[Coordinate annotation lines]
____

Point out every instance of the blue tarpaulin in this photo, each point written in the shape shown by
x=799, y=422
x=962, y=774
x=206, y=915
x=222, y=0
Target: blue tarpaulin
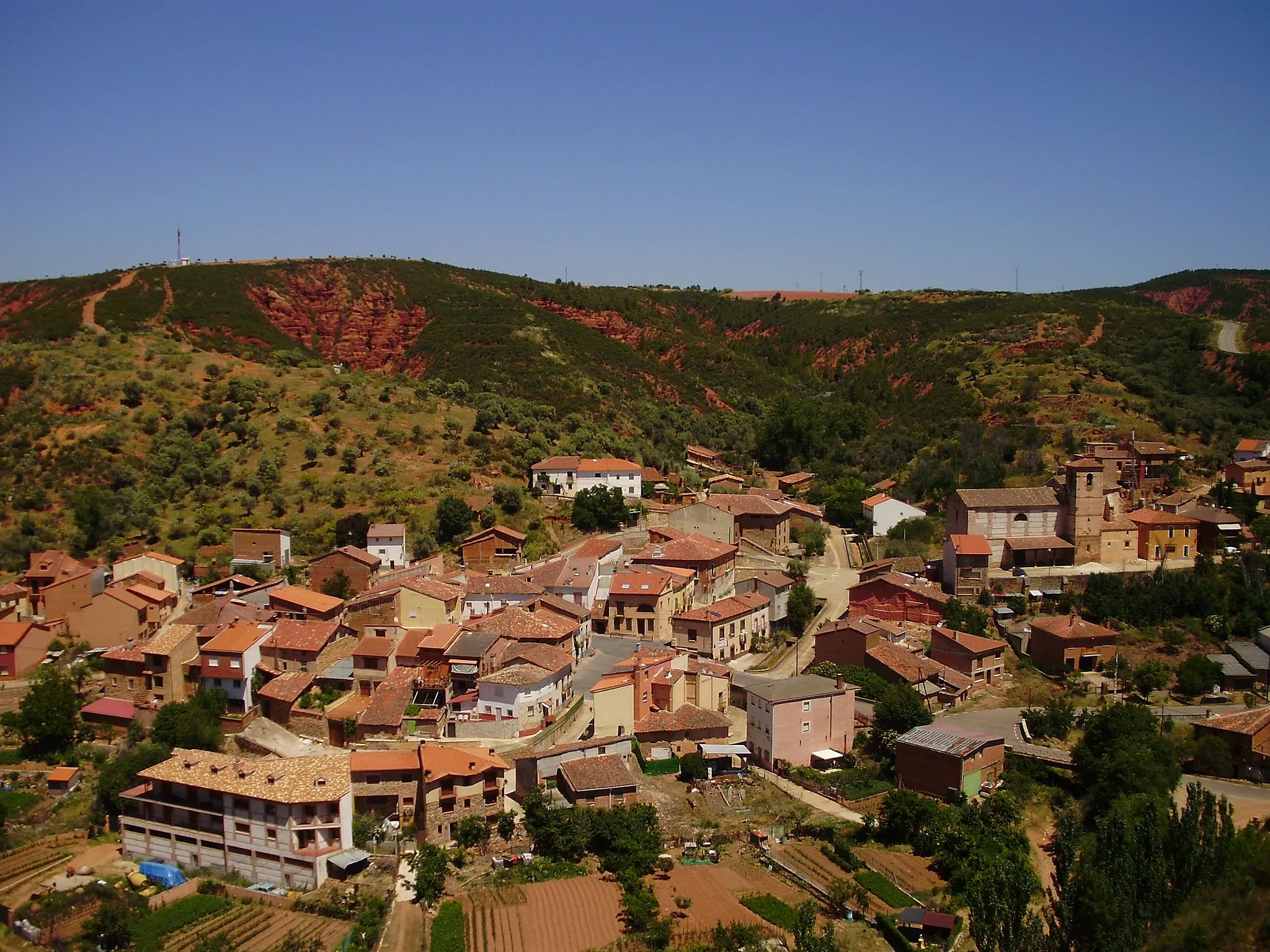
x=163, y=874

____

Task instructions
Rewrite the lines above with "tarpaulin" changed to "tarp" everywhere and everything else left as is. Don't include the pictures.

Answer for this exercise
Point out every instance of the blue tarp in this photo, each point written in the shape shown by
x=799, y=422
x=962, y=774
x=206, y=915
x=222, y=0
Target: blue tarp
x=163, y=874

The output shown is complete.